EXERCISE INPUT:
--- --- ---

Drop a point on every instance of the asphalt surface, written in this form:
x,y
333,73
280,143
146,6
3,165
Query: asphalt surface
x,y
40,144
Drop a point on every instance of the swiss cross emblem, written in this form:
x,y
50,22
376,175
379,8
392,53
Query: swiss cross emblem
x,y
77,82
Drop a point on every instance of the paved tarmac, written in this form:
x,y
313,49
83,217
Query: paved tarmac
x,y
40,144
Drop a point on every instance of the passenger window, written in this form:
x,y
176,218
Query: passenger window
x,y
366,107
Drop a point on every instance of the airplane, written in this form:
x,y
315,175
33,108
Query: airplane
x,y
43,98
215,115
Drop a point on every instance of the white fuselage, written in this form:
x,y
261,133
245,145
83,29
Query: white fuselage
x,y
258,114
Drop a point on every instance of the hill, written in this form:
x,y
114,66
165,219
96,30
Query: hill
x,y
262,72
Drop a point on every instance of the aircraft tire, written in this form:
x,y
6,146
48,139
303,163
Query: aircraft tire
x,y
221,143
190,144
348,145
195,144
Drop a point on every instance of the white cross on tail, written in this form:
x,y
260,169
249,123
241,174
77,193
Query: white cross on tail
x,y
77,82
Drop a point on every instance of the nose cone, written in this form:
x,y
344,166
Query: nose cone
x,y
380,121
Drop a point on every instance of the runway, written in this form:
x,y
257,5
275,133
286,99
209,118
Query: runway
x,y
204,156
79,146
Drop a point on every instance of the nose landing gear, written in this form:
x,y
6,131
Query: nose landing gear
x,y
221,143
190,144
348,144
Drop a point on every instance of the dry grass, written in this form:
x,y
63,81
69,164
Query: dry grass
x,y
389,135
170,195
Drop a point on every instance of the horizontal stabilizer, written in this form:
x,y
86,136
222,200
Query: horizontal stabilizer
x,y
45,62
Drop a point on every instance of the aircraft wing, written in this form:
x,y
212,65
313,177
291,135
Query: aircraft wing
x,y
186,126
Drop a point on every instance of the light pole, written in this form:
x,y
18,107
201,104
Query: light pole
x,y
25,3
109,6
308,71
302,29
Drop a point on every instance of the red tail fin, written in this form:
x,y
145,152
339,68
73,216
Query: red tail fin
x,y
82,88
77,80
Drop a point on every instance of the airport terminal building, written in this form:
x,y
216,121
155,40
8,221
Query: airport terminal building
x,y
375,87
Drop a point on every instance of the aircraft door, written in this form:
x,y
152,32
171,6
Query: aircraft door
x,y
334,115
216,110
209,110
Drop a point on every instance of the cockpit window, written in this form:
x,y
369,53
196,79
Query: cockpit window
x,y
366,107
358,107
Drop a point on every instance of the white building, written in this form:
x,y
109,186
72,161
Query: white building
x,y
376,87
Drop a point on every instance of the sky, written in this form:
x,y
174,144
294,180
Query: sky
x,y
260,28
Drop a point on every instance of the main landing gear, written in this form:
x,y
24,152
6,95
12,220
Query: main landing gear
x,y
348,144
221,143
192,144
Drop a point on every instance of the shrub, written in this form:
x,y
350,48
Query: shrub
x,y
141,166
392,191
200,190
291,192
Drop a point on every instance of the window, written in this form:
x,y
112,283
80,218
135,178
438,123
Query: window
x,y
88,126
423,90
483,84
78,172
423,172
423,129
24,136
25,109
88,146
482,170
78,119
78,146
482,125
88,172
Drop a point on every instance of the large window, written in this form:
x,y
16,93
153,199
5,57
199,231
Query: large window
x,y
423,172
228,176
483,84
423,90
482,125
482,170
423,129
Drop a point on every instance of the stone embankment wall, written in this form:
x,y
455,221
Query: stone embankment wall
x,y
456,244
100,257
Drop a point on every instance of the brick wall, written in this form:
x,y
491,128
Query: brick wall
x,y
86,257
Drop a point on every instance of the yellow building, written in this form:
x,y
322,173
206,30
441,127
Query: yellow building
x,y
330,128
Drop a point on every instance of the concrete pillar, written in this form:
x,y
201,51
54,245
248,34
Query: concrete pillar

--- --- ---

WORK TO COMPLETE: Copy out all the entries shown above, character for character.

FINISHED EXERCISE:
Drop a point on every instance of the asphalt surface, written in this form:
x,y
333,73
280,143
146,6
3,165
Query: asphalt surface
x,y
40,144
Drop a point on every instance of the swiss cross emblem, written in this form:
x,y
50,22
376,175
379,8
392,53
Query: swiss cross emblem
x,y
77,82
Drop a point on every instance of the paved tarmac, written in this form:
x,y
313,49
83,217
Query: paved tarmac
x,y
40,144
Drop a point on every instance of the passenger window, written in this form:
x,y
176,218
Query: passenger window
x,y
366,107
Drop a point on every instance of the airplane, written in this form:
x,y
315,175
33,108
Query: airplane
x,y
43,98
215,115
Drop a point on every instance of the white fuselage, written in this form:
x,y
261,133
245,145
83,29
Query: white fuselage
x,y
258,114
Drop a point on every instance of the hill, written in this form:
x,y
114,66
165,219
96,30
Query: hill
x,y
262,72
Drop a point on every instance of the aircraft tire, written in this form:
x,y
6,146
48,139
303,163
Query: aircraft tire
x,y
221,143
190,144
348,145
195,144
Drop a point on every instance of the white cross on tail, written in this form:
x,y
260,169
249,123
241,174
77,193
Query: white cross on tail
x,y
77,82
Drop a point on every instance of the nose cone, written in this form:
x,y
344,166
Query: nose cone
x,y
380,121
Drop a point on every instance of the runway, written in this form:
x,y
257,5
275,133
286,99
209,118
Query: runway
x,y
204,156
79,146
Drop a point on every instance of the nose landing gear, written in this form:
x,y
6,131
Query: nose landing gear
x,y
221,143
190,144
348,144
Drop a point on every instance of the dry grass, written in this form:
x,y
63,81
69,164
Query: dry grass
x,y
389,135
170,195
Drop a point on every instance of the horizontal stabilizer, written in this form:
x,y
86,136
222,200
Query: horizontal stabilizer
x,y
45,62
Drop a point on every instance of the aircraft wing, written in this form:
x,y
212,65
313,177
291,135
Query: aircraft wing
x,y
186,126
Drop a point on every instance of the light pole, written in this form:
x,y
18,107
201,104
Query: light pole
x,y
25,3
109,6
308,71
302,29
Drop a point on every instance of the red tail fin, written in this form:
x,y
145,152
339,68
73,216
Query: red tail fin
x,y
82,88
77,80
Drop a point on every instance of the airport terminal building, written in this form:
x,y
216,121
155,40
8,221
Query: airport terminal building
x,y
375,87
Drop a point on every instance of the aircraft door, written in this form:
x,y
152,32
171,6
Query: aircraft door
x,y
334,115
216,110
209,110
Drop a point on every instance of the cockpit window, written in this form:
x,y
369,53
196,79
Query: cockpit window
x,y
366,107
358,107
Drop a point on every instance of the white building, written in this form:
x,y
109,186
72,161
Query: white building
x,y
376,87
Drop a point on every instance of the sky, written in this form:
x,y
174,144
294,180
Query: sky
x,y
260,28
Drop a point on every instance of the main landing gear, written in this form:
x,y
24,152
6,95
12,220
Query: main landing gear
x,y
348,144
221,143
192,144
Drop a point on every instance of the shrub, written in this form:
x,y
350,48
Query: shrub
x,y
141,166
392,191
200,190
291,192
Drop a point on every instance of the window, written in this form:
x,y
112,283
80,218
135,178
438,123
Query: window
x,y
88,126
423,90
483,84
78,172
423,172
423,129
24,136
25,109
88,146
482,170
78,119
78,146
482,125
88,172
Drop a point on every instance of the large window, written in this form:
x,y
16,93
153,199
5,57
199,231
Query: large window
x,y
423,172
228,176
483,84
423,90
482,125
482,170
423,129
Drop a point on every instance of the stone embankment wall, written in this form:
x,y
455,221
Query: stone embankment wall
x,y
456,244
100,257
Drop a point on every instance of the brick wall, written in this form:
x,y
491,128
Query: brick wall
x,y
86,257
Drop a point on every instance of the yellow building, written in this form:
x,y
322,173
206,30
441,127
Query: yellow building
x,y
330,128
Drop a point on every instance of the concrete pillar, written in this form:
x,y
201,51
54,245
248,34
Query: concrete pillar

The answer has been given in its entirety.